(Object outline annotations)
*-*-*

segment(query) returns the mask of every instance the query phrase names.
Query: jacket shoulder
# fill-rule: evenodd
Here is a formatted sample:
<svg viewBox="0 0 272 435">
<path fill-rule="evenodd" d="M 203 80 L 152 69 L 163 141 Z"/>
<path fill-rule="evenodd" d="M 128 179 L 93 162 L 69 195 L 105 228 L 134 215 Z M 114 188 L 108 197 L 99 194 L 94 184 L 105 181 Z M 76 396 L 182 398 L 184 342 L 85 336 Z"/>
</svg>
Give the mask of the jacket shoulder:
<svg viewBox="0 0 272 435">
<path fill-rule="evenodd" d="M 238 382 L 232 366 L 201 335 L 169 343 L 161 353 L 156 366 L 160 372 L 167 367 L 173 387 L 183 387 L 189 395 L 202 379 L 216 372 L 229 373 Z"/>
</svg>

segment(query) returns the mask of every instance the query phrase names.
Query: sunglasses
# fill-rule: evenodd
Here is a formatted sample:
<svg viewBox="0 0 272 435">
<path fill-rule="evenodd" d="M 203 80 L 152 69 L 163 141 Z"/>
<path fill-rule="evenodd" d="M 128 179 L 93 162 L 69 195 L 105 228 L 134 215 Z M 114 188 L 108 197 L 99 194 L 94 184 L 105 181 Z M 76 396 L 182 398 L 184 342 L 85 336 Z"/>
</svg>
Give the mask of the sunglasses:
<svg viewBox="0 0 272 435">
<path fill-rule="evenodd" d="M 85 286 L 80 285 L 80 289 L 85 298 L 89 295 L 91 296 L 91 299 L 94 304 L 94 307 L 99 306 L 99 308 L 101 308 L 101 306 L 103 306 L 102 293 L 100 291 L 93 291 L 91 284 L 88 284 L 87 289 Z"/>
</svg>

*-*-*

### Problem to solve:
Extract every line of the listing above and reproduce each one without any change.

### Answer to this task:
segment(query) returns the mask of every instance the query phrase names.
Query: jacket shoulder
# fill-rule: evenodd
Here is a formatted sample:
<svg viewBox="0 0 272 435">
<path fill-rule="evenodd" d="M 203 80 L 152 69 L 163 141 Z"/>
<path fill-rule="evenodd" d="M 128 179 L 93 162 L 69 195 L 105 228 L 134 215 Z M 114 188 L 108 197 L 99 194 L 94 184 L 105 181 Z M 76 396 L 182 398 L 184 342 L 85 336 Z"/>
</svg>
Give the mask of the jacket shoulder:
<svg viewBox="0 0 272 435">
<path fill-rule="evenodd" d="M 238 382 L 232 366 L 201 335 L 169 343 L 161 353 L 156 366 L 160 372 L 167 367 L 173 387 L 183 387 L 189 395 L 202 379 L 216 372 L 229 373 Z"/>
</svg>

segment(query) returns the mask of every instance the query phrase names.
Query: sunglasses
# fill-rule: evenodd
Here is a formatted sample:
<svg viewBox="0 0 272 435">
<path fill-rule="evenodd" d="M 203 80 L 152 69 L 163 141 Z"/>
<path fill-rule="evenodd" d="M 128 179 L 93 162 L 69 195 L 105 228 L 134 215 Z M 114 188 L 108 197 L 99 194 L 94 184 L 105 181 Z M 76 396 L 182 398 L 184 342 L 85 336 Z"/>
</svg>
Give the mask of the sunglasses:
<svg viewBox="0 0 272 435">
<path fill-rule="evenodd" d="M 85 286 L 80 285 L 80 289 L 85 298 L 89 295 L 91 296 L 91 299 L 94 304 L 94 307 L 99 306 L 99 308 L 101 308 L 101 306 L 103 306 L 102 293 L 100 291 L 93 291 L 91 284 L 88 284 L 87 289 Z"/>
</svg>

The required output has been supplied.